PROBLEM DETAILS: Extract every line below that contains the word "black". Case counts.

RAW DATA:
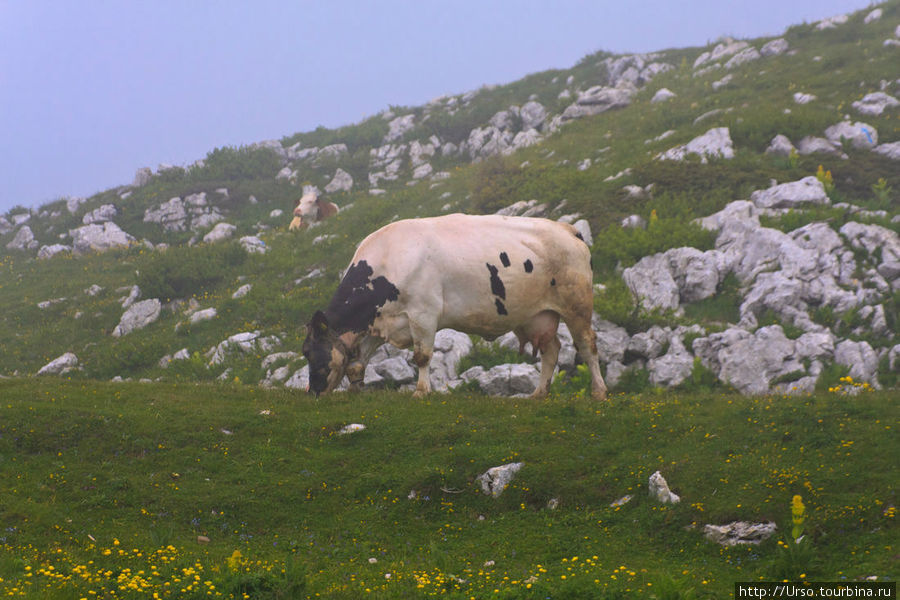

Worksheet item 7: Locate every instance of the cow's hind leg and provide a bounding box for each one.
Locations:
[516,310,562,398]
[409,321,437,398]
[565,317,607,400]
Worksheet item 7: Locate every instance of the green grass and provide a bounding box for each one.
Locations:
[0,379,900,598]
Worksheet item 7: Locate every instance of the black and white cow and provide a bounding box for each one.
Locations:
[303,214,606,399]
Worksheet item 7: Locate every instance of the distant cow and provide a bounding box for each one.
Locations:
[289,192,338,231]
[303,214,606,399]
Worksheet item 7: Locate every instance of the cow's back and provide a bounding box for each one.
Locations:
[353,214,591,335]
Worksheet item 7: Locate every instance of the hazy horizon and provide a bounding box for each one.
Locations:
[0,0,873,213]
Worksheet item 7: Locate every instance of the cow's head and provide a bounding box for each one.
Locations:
[303,310,349,396]
[294,192,319,223]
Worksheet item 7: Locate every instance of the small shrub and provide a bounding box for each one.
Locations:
[137,242,247,302]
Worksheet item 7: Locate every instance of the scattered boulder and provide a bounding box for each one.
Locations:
[38,244,72,259]
[703,521,778,547]
[460,363,540,396]
[725,46,762,69]
[69,221,137,254]
[6,225,38,250]
[231,283,253,300]
[384,114,416,142]
[759,38,789,56]
[797,135,841,156]
[205,331,281,366]
[325,167,353,194]
[647,471,681,504]
[874,142,900,160]
[239,235,269,254]
[816,15,849,31]
[112,298,162,337]
[190,308,219,325]
[766,133,797,158]
[81,204,119,225]
[338,423,366,435]
[657,127,734,164]
[561,85,636,122]
[852,92,900,116]
[37,352,78,375]
[131,167,153,187]
[650,88,676,104]
[750,176,831,208]
[825,121,878,150]
[476,462,525,498]
[203,223,237,244]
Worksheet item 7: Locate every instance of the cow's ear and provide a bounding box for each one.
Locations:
[309,310,328,339]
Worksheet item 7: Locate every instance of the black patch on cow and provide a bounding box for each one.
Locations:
[485,263,506,300]
[326,260,400,335]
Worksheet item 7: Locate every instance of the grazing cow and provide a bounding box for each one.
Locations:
[303,214,606,399]
[289,192,338,231]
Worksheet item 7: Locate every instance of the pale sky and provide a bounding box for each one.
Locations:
[0,0,872,213]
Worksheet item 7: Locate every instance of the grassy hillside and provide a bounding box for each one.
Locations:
[0,2,900,382]
[0,380,900,598]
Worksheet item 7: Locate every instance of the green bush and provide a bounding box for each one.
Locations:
[137,242,247,302]
[593,214,716,275]
[191,146,281,182]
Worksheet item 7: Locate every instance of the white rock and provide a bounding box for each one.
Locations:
[69,221,137,254]
[191,308,219,325]
[622,215,647,229]
[834,340,881,388]
[240,235,269,254]
[874,142,900,160]
[460,363,540,396]
[852,92,900,116]
[650,88,676,104]
[81,204,119,225]
[797,135,840,156]
[203,223,237,244]
[38,244,72,259]
[825,121,878,150]
[703,521,778,547]
[657,127,734,163]
[338,423,366,434]
[766,133,796,158]
[6,225,38,250]
[647,337,694,387]
[759,38,788,56]
[519,100,547,131]
[231,283,253,300]
[816,15,849,31]
[325,167,353,194]
[284,365,309,390]
[384,114,416,142]
[131,167,153,187]
[725,46,761,69]
[750,176,831,209]
[863,8,883,25]
[112,298,162,337]
[476,462,525,498]
[647,471,681,504]
[572,219,594,246]
[37,352,78,375]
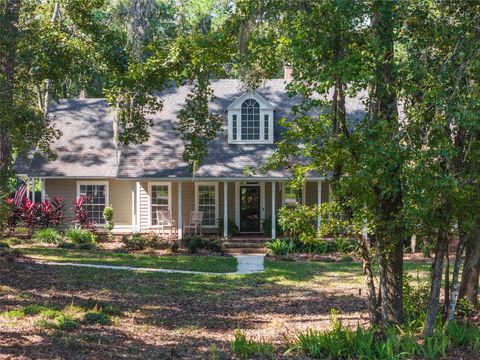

ANSWER FOR THE TASK:
Worksheet item 7: Locate every instance of the black and white cow and provide a bounding box for each one.
Worksheet item 7: Locate every instance of the black patch on cow and provide a bounding box for each one.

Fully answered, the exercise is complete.